(Records from a data source)
☆ ☆ ☆

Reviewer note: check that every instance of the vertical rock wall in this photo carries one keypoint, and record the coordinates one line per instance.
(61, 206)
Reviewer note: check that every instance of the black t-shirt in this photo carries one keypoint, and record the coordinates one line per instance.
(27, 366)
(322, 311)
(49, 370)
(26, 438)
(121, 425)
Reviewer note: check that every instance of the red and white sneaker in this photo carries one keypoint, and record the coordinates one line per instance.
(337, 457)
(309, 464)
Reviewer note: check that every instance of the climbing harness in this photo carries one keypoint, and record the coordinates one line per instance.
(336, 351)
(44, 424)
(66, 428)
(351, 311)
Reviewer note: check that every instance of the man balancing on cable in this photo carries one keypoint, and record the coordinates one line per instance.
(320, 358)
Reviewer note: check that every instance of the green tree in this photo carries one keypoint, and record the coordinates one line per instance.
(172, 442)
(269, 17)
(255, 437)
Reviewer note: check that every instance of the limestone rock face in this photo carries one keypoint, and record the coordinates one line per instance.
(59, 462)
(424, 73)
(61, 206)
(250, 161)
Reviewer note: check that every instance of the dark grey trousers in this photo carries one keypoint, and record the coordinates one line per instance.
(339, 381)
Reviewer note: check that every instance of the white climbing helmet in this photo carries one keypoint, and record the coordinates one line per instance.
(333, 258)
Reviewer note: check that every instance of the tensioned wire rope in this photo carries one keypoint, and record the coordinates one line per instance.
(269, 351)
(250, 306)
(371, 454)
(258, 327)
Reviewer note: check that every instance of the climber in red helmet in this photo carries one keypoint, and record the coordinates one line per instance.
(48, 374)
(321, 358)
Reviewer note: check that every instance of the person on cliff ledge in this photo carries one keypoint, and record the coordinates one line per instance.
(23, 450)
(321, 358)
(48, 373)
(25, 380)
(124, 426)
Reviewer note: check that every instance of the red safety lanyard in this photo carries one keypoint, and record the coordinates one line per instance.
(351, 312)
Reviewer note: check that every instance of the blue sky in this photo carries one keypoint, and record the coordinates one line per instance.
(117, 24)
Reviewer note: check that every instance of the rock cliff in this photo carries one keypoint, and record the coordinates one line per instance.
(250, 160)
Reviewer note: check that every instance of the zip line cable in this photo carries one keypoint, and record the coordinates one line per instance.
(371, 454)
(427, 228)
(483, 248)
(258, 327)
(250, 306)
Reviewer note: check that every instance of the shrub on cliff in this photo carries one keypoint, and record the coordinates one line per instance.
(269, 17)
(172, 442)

☆ ☆ ☆

● **Your assignment**:
Every entry above should be transcribed exactly and in full.

● **Exercise output**:
Reviewer note: check that every instance of the vertical rock wall in this photo carries one keypoint, and record the coordinates one line per instance.
(61, 206)
Reviewer note: check that every instance of the black t-shirt in this photo carries one keypoint, and record the coordinates one line per instance.
(27, 366)
(322, 311)
(49, 370)
(26, 438)
(121, 425)
Reviewer note: check that every instance of the red and white sneaker in this photo carries one keypoint, and record the coordinates one line per instance.
(337, 457)
(309, 464)
Reviewer note: check that every instance of the climbing harness in this photo carries one keypoint, and record the coordinates one line per instance.
(336, 351)
(44, 424)
(66, 428)
(351, 311)
Reviewer note: check that every instance of the man balancing on cable in this photo carries one keypoint, and record the coordinates one line per instance.
(320, 358)
Reviewer note: check that every instance of the green tree in this photo carries one keypoint, and record the coordinates one line per instance.
(172, 442)
(269, 17)
(255, 437)
Reviewer note: check that every instance of the limestone rock face in this photo carries one keypoint, and record the coordinates one line per instance.
(59, 462)
(424, 73)
(61, 206)
(250, 161)
Reviewer note: check that every instance of the dark grey trousers in this photo carries one keypoint, and record the coordinates one line per instance.
(339, 381)
Reviewer note: check that every instance of the white climbing helmet in this photo carries one keypoint, and record the coordinates one line per instance.
(333, 258)
Reviewer note: check that every instance of the tensioned wire rope in this photo carries one keypoint, and record the coordinates one line per instance.
(269, 351)
(250, 306)
(371, 454)
(258, 327)
Reviewer note: check that every instance of the climber in red helmet in this photo carries one keypoint, and record the coordinates one line per instance.
(48, 374)
(321, 358)
Reviewer note: check that every instance of the person on cliff ledge in this photo carries one keypoint, and record the coordinates one line per instance.
(23, 450)
(321, 358)
(48, 373)
(25, 380)
(124, 426)
Reviewer note: check that every instance of the red safety lanyard in this photo carries one keypoint, and record the coordinates one line per instance.
(351, 312)
Reviewer note: check that every instance of the blue sky in this photo carries one keypoint, and record the coordinates one line per instance.
(117, 24)
Reviewer note: check that every instance of the rock cliff in this photo carries one keypoint, and record the coordinates one line per instance.
(250, 160)
Reviewer note: check that every instance of the zip line cable in this photo carries one keypoint, and record the coordinates one line per instance.
(371, 454)
(427, 228)
(483, 248)
(258, 327)
(250, 306)
Reviewer note: check that every instance of the shrub on cliff in this photo carries one keypoint, and record the coordinates one line per instance.
(269, 17)
(172, 442)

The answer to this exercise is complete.